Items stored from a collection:
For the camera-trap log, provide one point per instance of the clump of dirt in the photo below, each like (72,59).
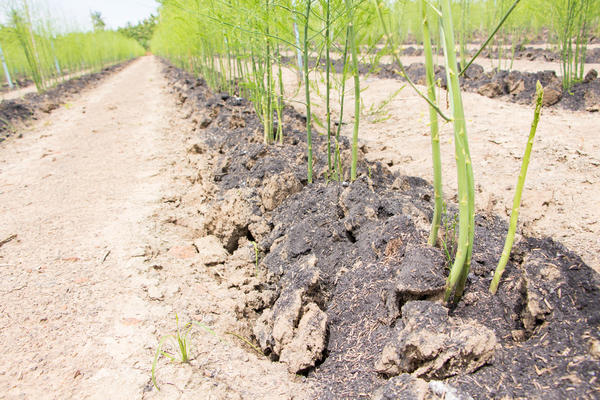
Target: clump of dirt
(514,86)
(19,83)
(17,111)
(347,293)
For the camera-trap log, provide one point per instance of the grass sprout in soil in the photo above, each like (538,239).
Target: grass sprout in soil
(349,292)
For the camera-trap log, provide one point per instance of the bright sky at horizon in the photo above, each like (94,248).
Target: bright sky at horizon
(115,13)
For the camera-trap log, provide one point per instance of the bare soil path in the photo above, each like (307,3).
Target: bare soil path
(97,272)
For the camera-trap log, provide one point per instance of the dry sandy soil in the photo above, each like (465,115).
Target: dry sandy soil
(101,199)
(563,182)
(99,268)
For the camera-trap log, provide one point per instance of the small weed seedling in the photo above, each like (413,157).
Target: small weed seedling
(449,223)
(180,341)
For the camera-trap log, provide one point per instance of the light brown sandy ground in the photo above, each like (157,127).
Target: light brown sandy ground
(98,269)
(562,193)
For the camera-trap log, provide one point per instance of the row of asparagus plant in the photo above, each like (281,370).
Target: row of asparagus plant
(34,48)
(244,55)
(247,42)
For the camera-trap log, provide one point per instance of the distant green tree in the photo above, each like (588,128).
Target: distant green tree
(97,20)
(142,31)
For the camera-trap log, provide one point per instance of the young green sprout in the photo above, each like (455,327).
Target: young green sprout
(517,199)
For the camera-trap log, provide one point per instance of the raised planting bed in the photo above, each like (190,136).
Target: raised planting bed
(347,293)
(17,111)
(513,86)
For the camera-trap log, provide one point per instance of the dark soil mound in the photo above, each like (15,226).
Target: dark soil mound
(514,86)
(350,295)
(13,112)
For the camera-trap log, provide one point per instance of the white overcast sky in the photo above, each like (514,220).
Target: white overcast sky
(116,13)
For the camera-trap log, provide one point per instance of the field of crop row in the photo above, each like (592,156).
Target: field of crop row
(356,198)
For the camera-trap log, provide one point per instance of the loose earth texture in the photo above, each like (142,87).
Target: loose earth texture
(102,263)
(151,200)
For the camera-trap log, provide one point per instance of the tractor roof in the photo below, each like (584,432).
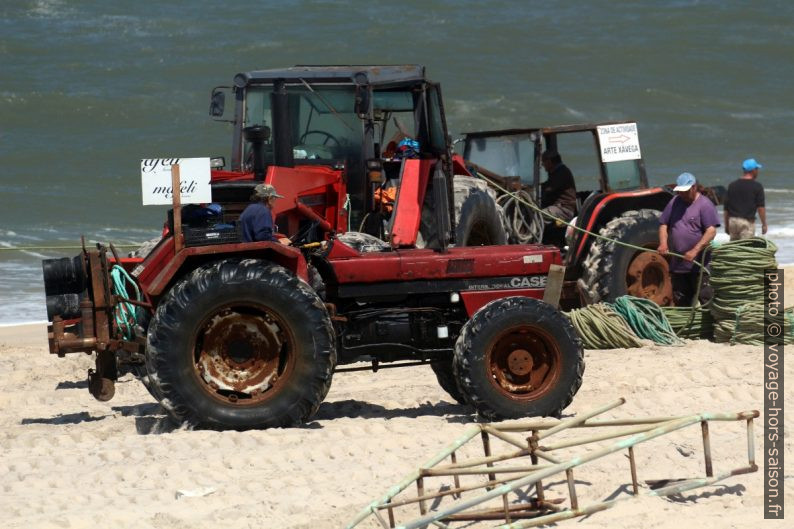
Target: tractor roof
(557,129)
(374,75)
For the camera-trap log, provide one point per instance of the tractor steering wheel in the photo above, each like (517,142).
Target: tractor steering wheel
(328,137)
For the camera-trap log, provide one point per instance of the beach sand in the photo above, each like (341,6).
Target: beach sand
(69,461)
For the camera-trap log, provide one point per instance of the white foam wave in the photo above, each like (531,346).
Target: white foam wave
(19,323)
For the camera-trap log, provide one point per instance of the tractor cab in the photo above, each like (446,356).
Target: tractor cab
(343,143)
(604,158)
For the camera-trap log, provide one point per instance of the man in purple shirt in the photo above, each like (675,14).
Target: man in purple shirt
(687,225)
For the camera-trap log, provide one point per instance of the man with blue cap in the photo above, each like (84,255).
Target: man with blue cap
(687,225)
(745,197)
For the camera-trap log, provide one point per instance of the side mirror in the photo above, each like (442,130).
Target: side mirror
(362,95)
(217,102)
(362,101)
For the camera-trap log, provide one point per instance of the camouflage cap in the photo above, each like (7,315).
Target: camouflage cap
(266,191)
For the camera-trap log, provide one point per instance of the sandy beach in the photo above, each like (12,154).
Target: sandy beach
(70,461)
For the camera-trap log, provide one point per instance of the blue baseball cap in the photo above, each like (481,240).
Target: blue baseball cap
(750,164)
(684,182)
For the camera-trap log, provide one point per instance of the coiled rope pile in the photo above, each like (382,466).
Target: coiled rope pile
(524,223)
(693,324)
(737,276)
(626,323)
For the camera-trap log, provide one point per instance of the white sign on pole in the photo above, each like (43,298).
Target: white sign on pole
(619,142)
(194,179)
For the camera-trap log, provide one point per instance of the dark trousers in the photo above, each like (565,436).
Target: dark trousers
(685,287)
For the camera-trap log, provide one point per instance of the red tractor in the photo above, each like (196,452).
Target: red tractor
(620,206)
(227,334)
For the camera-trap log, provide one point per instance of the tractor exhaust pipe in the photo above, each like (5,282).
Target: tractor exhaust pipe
(282,133)
(257,135)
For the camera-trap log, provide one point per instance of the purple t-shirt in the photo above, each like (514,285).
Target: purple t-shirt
(686,224)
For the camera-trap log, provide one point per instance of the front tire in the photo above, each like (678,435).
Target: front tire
(240,344)
(518,357)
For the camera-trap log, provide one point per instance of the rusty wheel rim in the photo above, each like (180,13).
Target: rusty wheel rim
(524,362)
(648,276)
(242,354)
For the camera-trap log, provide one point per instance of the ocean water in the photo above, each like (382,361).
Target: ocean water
(88,88)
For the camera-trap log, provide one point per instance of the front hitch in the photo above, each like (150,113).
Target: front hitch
(91,328)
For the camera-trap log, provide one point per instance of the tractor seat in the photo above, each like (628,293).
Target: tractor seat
(363,242)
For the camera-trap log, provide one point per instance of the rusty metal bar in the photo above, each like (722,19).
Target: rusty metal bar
(600,437)
(596,507)
(635,487)
(391,515)
(582,417)
(486,446)
(597,423)
(454,461)
(571,488)
(548,457)
(449,492)
(537,476)
(176,194)
(483,460)
(504,437)
(538,484)
(750,442)
(381,520)
(516,511)
(704,427)
(496,488)
(420,490)
(474,471)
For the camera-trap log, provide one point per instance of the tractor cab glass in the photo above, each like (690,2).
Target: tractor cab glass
(624,175)
(323,123)
(508,156)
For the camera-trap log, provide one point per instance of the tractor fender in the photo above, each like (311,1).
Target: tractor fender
(163,266)
(601,208)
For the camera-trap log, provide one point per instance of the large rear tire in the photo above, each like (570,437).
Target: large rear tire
(518,357)
(612,270)
(241,344)
(478,218)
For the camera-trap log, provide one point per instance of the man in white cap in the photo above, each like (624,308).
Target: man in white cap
(257,219)
(687,225)
(745,197)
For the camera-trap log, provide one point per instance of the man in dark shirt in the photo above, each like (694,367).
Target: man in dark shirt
(745,196)
(687,225)
(257,219)
(558,192)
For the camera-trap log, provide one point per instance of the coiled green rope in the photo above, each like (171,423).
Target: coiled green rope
(125,311)
(647,320)
(737,276)
(600,327)
(697,325)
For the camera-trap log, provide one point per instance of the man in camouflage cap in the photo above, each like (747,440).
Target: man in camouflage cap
(257,219)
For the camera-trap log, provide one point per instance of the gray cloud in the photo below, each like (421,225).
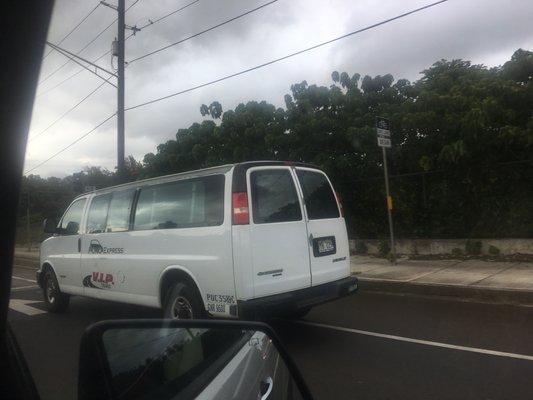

The request: Identify each line in the items above that contains the word "mound" and copy those lines.

Full output:
For the camera-trap log, provide one point per instance of the dark soil mound in the photo above, each like (15,226).
Target: dark soil mound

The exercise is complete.